* Quellenauszug
....

1. Wie er in dem kurzen Vorwort S. 7 - 10 erläutert, will er gerade
nicht Zitate bringen, sondern "bildhafte" Redensarten, d.h. Ausdrücke,
mit denen etwas anderes gemeint ist als ihr ursprünglicher Sinn (z.B.
drakonisch nicht auf den athenischen Gesetzgeber Drakon, sondern auf
besonders harte Strafen bezogen). Er teilt diese in drei Gruppen ein:
(1) Einzelwörter, d.h. Namen (Adonis, Mentor) oder Sachen
(Schwanengesang) oder Zusammensetzungen bzw. Ableitungen (Pyrrhussieg,
gigantisch). Diese Gruppe macht etwa zwei Drittel der Stichwörter aus.

....

[Einträge zum Zeigen und Benennen]
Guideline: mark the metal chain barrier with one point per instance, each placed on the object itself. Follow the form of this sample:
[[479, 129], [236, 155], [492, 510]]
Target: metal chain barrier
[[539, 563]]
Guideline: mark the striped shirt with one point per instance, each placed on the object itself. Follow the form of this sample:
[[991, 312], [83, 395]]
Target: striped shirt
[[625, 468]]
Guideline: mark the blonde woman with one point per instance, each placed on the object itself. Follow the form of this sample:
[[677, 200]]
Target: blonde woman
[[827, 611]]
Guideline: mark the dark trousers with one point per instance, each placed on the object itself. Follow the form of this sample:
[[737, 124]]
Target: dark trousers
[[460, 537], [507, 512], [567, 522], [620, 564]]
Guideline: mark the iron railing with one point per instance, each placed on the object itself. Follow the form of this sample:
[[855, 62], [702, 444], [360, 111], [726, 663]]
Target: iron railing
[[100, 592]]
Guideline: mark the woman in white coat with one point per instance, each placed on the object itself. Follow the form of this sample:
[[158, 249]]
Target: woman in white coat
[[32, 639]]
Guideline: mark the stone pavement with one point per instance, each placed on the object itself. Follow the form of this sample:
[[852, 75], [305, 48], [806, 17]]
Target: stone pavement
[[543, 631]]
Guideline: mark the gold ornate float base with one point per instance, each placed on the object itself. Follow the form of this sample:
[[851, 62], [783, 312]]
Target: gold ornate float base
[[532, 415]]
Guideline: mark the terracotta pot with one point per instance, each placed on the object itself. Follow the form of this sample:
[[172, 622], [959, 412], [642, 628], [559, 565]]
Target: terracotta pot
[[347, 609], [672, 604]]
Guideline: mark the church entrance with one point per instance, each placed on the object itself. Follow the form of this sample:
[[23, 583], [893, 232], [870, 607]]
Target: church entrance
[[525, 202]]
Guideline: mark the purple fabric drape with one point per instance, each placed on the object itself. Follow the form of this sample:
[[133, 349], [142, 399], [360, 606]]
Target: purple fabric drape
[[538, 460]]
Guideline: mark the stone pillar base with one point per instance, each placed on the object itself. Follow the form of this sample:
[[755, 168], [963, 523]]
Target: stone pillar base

....

* Aufgaben
#1 Benenne in der Liste „striped shirt“ in „checkered shirt“ um und gib die Zeilen erneut aus: Beginne am Anfang der Liste und höre nach der Zeile mit „[[460, 537], [507, 512], [567, 522], [620, 564]]“ auf, alles andere unverändert.
#2 Setze den Auszug über bildhafte Redensarten nach seinem letzten Satz fort.
Der Auszug und die Liste haben nichts miteinander zu tun.

* Lösungen der Reihe nach
#1
Guideline: mark the metal chain barrier with one point per instance, each placed on the object itself. Follow the form of this sample:
[[479, 129], [236, 155], [492, 510]]
Target: metal chain barrier
[[539, 563]]
Guideline: mark the checkered shirt with one point per instance, each placed on the object itself. Follow the form of this sample:
[[991, 312], [83, 395]]
Target: checkered shirt
[[625, 468]]
Guideline: mark the blonde woman with one point per instance, each placed on the object itself. Follow the form of this sample:
[[677, 200]]
Target: blonde woman
[[827, 611]]
Guideline: mark the dark trousers with one point per instance, each placed on the object itself. Follow the form of this sample:
[[737, 124]]
Target: dark trousers
[[460, 537], [507, 512], [567, 522], [620, 564]]

#2
(2) Sprichwörtliche Redensarten (Auf Rosen gebettet sein; Glück im
Unglück). (3) Echte Sprichwörter (Eine Schwalbe macht noch keinen
Sommer; Zeit ist Geld). Zitate möchte er dann aufnehmen, "wenn sie im
Deutschen nicht mehr als Zitate empfunden werden und damit zu einem
Sprichwort geworden sind" (Liebe macht blind; Das Leben ist ein
Puppenspiel), und empfiehlt für sie im übrigen die Zitateverzeichnisse
von Bartels[3] und Bayer.[4] Daß diese theoretische Aus- und Eingrenzung
in ihrer Realisierung nicht ganz überzeugt, ist unwesentlich.
2. Er bringt relativ wenige (ca. 300) Lemmata, die er umso
ausführlicher kommentiert und mit Belegstellen dokumentiert und die
auch oft als Aufhänger für weitere Redensarten (z.B. Uriasbrief unter
Bellerophonsbrief) dienen. Diese Anlage ist mit dem Buch von Bartels
vergleichbar.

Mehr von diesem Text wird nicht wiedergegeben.